[Start of section]

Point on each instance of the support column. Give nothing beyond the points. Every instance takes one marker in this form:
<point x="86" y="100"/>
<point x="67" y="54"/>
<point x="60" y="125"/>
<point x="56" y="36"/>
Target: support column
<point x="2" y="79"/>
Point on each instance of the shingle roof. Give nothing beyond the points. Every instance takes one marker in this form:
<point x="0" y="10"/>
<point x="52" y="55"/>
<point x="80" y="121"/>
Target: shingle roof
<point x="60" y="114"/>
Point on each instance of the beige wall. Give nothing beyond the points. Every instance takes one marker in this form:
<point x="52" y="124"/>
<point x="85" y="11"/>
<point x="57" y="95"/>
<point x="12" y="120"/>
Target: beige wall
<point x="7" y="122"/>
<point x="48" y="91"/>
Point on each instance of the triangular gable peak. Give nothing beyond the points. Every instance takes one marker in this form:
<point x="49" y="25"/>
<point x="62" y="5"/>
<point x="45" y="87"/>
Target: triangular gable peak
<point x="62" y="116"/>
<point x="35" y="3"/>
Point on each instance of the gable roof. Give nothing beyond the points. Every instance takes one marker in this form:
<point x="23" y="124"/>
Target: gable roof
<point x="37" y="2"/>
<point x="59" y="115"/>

[End of section]
[Start of section]

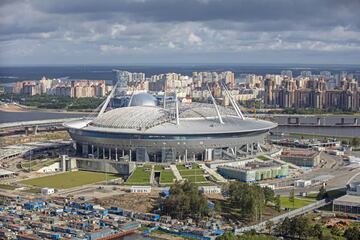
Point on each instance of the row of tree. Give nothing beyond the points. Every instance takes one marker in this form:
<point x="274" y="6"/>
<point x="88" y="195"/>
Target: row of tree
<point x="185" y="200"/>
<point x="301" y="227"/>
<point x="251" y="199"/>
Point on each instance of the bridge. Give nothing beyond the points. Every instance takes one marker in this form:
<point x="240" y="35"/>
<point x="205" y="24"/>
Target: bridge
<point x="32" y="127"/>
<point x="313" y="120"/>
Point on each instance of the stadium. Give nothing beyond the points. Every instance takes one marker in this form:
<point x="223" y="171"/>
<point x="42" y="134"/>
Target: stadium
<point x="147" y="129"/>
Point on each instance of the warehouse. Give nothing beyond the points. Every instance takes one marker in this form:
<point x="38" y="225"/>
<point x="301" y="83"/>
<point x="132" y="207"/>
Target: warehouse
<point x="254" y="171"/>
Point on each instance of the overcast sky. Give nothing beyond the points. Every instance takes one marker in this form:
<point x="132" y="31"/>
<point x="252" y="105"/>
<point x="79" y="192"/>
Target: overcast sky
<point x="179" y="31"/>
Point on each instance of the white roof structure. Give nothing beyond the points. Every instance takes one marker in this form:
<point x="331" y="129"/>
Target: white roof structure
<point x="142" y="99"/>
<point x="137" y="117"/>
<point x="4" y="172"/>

[End of section]
[Start of section]

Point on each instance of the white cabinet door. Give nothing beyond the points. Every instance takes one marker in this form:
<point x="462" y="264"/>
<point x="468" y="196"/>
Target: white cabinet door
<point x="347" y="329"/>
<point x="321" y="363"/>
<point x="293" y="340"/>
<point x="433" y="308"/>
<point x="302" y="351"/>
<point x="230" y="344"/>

[End of section]

_What to work on:_ Show the lines of the listing above with "form".

_Solution:_
Point on each instance of the support column. Give nothing beyond the points. Every instance takes one marker in this form:
Point on each instance of the shingle roof. Give nothing beyond the points. Every instance takes one marker in this form:
Point on each instance of the beige wall. Give nothing beyond the points. Every instance takes one marker in this form:
Point on each instance of the triangular gable peak. Give nothing beyond the points. Every instance takes one marker in this form:
Point on each instance of the gable roof. Give nothing beyond the points. Every instance takes one marker in this form:
Point on each instance of the row of tree. Give nothing beyond the points. Every instance takes one marker in this form:
Point on each instance of the bridge. Give nothing beyond the points. Every instance takes one marker in this form:
Point on each instance of the stadium. Give nothing beyond the points. Every instance takes one marker in this form:
Point on each instance of the warehouse. Give nothing beyond the points. Every instance takes one marker in this form:
Point on each instance of the overcast sky. Give nothing beyond the points. Every instance takes one marker in this form:
Point on each instance of the white roof structure. Give nothing beyond the points. Every instance takes one marker in this form:
Point on each instance of the white cabinet door. Give nothing beyond the points. Every instance takes one marker in this form:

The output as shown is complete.